▸ **Supplied material**:
____________

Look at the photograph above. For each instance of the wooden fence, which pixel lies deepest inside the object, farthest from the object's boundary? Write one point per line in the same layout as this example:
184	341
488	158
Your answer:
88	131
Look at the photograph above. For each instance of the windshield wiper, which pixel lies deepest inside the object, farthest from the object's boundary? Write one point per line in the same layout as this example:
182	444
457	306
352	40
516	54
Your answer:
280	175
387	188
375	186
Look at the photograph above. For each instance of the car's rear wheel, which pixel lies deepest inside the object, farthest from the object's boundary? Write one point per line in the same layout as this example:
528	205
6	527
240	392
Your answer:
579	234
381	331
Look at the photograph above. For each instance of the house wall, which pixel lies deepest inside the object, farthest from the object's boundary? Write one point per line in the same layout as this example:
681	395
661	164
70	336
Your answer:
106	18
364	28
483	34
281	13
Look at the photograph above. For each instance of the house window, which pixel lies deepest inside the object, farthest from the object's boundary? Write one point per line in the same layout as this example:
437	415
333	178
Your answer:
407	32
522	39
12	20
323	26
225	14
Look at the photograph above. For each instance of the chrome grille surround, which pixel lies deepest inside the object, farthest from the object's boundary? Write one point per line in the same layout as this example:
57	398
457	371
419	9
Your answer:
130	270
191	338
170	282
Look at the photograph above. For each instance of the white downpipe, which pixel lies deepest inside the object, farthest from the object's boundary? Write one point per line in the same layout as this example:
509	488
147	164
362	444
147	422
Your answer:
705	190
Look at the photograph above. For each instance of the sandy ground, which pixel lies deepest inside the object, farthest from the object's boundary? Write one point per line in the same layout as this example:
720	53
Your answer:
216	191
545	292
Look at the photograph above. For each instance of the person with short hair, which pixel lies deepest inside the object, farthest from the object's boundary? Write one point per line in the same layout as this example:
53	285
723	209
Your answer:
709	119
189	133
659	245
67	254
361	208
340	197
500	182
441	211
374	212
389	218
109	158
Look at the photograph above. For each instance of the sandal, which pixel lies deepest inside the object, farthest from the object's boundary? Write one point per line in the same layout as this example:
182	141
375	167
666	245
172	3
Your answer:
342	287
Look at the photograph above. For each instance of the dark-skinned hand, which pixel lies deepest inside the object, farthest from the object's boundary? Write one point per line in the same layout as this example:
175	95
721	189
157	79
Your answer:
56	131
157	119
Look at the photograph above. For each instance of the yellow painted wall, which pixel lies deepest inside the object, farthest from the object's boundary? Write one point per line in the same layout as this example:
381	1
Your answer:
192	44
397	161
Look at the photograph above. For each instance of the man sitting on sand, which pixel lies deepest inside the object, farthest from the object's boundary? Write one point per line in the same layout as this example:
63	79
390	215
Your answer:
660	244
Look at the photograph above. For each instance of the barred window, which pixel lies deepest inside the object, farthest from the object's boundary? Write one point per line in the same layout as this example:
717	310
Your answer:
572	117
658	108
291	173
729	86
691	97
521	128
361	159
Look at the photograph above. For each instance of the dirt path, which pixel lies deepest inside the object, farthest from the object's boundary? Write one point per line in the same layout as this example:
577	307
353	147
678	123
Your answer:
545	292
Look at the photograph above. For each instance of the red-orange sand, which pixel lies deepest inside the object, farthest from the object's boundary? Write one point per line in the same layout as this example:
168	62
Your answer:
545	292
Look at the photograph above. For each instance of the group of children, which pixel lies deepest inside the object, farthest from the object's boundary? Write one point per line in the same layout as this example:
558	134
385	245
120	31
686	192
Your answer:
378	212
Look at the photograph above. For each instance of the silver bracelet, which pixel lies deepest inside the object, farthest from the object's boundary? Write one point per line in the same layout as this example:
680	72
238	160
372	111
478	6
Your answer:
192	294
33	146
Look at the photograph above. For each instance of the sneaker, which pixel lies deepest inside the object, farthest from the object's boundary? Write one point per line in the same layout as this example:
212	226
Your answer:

____________

▸ **Exercise description**: Checking the data above line by line, please work out how many lines include "wall", and reply with the number only.

▸ **Answer to the problem**: 2